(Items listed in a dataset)
* * * * * * *
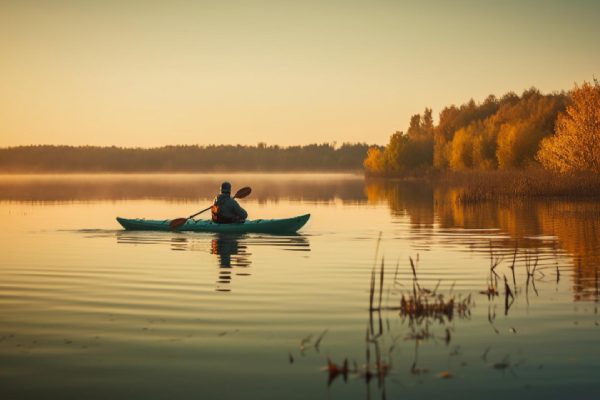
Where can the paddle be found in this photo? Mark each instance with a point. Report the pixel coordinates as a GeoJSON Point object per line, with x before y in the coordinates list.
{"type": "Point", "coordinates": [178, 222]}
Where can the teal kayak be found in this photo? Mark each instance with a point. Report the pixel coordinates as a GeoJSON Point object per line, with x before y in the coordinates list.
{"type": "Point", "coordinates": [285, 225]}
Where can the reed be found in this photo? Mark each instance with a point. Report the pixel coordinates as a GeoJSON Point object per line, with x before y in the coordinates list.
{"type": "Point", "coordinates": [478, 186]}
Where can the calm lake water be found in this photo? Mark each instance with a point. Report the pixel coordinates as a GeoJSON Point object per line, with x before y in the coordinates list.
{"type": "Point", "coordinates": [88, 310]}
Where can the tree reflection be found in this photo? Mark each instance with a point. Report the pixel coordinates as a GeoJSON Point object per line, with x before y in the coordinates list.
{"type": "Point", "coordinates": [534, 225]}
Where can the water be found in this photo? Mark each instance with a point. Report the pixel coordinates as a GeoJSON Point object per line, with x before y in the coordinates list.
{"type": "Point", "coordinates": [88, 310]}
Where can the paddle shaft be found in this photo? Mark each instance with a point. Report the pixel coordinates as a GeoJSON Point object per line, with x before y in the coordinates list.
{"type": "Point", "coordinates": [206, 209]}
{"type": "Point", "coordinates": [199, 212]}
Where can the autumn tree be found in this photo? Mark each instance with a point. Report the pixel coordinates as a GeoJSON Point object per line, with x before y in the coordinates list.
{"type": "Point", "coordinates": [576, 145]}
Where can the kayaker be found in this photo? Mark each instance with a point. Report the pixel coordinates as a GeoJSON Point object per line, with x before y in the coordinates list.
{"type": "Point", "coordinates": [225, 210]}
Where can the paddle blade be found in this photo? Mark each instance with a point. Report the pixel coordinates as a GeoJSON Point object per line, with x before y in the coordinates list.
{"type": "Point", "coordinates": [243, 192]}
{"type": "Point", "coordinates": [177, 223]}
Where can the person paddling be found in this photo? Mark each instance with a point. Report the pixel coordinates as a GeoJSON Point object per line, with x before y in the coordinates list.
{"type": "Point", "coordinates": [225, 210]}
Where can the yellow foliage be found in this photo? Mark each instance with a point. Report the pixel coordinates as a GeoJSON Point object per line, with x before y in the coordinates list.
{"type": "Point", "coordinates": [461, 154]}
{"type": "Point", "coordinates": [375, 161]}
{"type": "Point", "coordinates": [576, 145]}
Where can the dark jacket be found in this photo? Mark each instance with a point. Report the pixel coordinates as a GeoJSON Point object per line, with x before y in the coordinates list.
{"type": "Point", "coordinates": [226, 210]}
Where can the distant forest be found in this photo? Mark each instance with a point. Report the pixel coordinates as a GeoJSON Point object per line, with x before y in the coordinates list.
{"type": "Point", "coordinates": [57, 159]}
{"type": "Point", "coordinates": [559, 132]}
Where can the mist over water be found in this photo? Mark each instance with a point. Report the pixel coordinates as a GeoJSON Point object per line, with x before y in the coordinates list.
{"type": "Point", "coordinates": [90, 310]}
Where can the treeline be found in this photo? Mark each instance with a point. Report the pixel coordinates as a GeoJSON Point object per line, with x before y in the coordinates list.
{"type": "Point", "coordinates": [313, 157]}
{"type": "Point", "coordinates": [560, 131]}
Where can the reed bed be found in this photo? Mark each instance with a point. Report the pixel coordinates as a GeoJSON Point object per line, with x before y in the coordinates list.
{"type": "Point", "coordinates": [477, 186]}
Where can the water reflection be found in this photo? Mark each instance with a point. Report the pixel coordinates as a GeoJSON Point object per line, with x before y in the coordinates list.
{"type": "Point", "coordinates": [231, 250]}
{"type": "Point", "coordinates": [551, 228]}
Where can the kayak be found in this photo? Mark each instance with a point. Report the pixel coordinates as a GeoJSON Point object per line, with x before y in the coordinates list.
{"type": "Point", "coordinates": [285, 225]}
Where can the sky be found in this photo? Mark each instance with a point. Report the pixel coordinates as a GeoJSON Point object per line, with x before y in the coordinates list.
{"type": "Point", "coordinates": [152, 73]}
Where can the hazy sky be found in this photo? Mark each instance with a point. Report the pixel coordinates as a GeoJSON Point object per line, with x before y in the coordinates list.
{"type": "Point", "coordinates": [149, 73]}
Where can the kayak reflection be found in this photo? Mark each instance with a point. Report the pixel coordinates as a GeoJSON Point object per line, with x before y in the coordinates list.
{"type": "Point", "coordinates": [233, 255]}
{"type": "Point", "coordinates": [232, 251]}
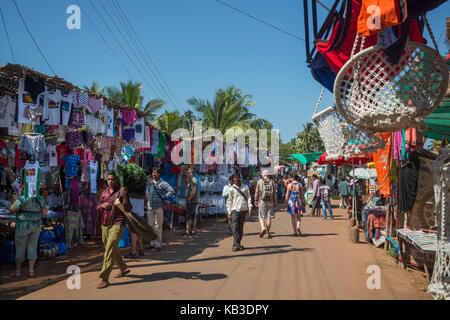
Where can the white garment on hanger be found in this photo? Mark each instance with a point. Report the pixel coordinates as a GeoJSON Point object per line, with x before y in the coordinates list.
* * * * * * *
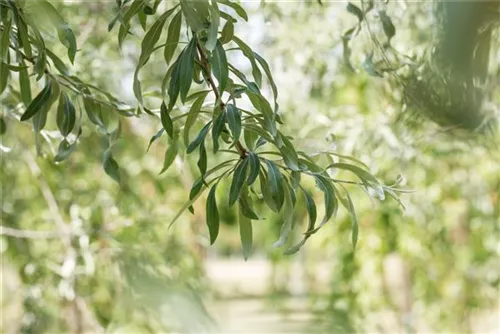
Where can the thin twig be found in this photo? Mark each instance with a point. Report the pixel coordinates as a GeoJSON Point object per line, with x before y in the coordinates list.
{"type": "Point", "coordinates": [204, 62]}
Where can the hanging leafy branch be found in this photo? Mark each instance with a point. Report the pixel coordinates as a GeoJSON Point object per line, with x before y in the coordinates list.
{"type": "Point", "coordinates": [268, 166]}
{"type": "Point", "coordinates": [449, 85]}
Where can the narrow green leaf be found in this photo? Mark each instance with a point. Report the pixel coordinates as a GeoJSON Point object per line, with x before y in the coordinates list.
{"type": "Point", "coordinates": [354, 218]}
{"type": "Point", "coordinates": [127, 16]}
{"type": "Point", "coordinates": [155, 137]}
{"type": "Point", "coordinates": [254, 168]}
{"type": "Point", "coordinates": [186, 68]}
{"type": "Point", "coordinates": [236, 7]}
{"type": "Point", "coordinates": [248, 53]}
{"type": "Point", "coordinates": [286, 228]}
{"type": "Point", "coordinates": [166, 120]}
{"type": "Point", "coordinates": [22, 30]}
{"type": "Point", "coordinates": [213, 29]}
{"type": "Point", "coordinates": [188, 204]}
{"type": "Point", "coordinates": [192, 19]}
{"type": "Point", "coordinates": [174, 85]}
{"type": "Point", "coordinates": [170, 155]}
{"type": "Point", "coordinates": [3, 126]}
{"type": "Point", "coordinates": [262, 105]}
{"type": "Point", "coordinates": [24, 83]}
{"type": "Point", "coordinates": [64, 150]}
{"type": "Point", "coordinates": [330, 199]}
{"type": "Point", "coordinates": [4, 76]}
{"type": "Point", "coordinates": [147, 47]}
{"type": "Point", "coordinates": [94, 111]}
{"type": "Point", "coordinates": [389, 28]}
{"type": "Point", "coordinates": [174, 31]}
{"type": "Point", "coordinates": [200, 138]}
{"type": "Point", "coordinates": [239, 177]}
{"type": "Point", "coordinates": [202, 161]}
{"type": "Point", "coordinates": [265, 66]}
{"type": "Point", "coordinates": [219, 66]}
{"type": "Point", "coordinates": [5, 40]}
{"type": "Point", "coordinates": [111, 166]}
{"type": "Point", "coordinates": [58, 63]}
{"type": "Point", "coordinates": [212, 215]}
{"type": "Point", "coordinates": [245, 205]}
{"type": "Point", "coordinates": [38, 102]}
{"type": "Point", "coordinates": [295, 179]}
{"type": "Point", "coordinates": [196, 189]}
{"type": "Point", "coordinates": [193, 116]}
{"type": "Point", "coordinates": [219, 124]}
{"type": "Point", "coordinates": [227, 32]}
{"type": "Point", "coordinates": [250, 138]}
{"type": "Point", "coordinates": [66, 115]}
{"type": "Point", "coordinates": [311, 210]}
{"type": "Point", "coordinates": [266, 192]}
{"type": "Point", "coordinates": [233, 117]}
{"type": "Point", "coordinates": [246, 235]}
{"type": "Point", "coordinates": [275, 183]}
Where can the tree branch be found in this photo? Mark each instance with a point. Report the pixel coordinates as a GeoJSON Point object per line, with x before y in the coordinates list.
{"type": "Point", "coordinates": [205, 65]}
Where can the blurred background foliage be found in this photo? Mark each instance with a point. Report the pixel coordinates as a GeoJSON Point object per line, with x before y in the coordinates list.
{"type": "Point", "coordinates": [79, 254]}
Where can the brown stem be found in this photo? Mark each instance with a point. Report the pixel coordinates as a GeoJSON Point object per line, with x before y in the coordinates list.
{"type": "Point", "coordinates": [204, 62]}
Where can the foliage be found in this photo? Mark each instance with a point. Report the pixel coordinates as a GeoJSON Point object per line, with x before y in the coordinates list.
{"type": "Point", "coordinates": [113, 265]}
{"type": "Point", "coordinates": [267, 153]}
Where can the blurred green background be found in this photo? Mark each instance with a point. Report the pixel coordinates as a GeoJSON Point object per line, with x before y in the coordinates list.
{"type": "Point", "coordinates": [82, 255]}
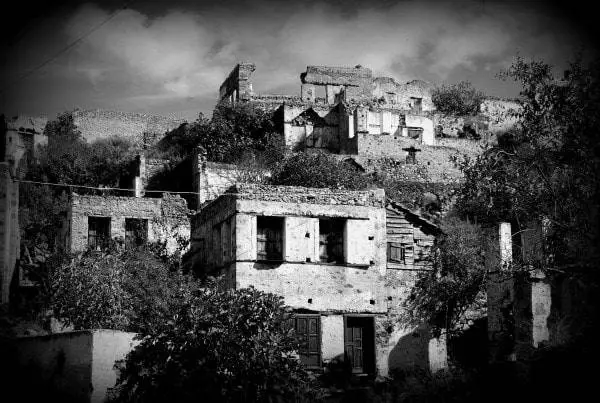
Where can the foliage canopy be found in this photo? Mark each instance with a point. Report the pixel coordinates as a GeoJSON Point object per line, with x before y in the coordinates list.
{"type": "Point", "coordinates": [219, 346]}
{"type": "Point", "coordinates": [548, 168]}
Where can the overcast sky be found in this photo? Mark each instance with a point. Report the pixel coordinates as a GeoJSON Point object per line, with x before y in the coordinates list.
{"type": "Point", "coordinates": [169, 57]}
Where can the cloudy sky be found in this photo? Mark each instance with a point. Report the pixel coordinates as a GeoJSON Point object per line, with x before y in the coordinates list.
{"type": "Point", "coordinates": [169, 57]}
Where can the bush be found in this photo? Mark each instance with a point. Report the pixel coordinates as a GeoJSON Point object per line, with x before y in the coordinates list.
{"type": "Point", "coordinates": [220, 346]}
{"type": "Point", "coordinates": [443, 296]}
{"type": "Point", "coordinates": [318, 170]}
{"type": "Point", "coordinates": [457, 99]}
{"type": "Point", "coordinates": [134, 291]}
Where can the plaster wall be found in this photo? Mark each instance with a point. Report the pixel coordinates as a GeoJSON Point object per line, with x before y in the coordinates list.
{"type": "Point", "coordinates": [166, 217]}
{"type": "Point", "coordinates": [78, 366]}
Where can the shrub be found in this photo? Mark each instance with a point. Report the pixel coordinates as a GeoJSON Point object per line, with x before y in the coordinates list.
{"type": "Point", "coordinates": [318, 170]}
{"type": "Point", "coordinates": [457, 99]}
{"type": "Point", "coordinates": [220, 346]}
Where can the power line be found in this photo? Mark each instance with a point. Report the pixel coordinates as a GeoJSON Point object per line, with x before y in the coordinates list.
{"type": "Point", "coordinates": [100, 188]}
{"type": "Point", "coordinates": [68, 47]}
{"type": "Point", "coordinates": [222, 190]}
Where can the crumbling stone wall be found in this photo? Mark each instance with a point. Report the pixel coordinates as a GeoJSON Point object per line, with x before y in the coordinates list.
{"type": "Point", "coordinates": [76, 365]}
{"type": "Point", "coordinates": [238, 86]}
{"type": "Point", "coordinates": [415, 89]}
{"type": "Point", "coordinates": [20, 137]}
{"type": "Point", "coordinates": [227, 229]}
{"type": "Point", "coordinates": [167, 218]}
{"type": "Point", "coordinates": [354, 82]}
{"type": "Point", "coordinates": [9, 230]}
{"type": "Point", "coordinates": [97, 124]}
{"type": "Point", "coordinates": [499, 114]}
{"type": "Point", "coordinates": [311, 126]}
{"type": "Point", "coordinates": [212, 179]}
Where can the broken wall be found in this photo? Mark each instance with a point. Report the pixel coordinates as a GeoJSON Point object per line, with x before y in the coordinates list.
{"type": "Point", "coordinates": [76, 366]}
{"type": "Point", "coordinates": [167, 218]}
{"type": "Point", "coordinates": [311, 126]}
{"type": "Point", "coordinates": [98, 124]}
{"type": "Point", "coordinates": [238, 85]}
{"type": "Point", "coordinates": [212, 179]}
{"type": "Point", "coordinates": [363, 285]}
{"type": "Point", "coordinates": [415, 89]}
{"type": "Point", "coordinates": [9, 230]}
* * * * * * *
No picture is to be printed. Output exactly the lines above from the line containing "Where can the sky" through the line containing "Where can the white".

Task solution
Where can the sky be found in this photo? Mark each instance with a point. Report the pixel coordinates as a GeoJSON Point object per line, with x before y in the coordinates list.
{"type": "Point", "coordinates": [152, 73]}
Where can the hazy sky be found in this photo? Mark each instance with a point. Report the pixel coordinates as a GeoJSON Point object per line, with x before y in the coordinates list.
{"type": "Point", "coordinates": [149, 73]}
Where can the kayak reflection be found in this photo? Mark each instance with a point. Report the pixel coordinates as a GeoJSON Point object per line, with x before y in the coordinates list.
{"type": "Point", "coordinates": [233, 255]}
{"type": "Point", "coordinates": [232, 251]}
Where can the white garment on hanger be found in this photo? Mark each instance with a point. Report the pixel coordinates as a GeoJSON Point object per line, with x before y in the coordinates list.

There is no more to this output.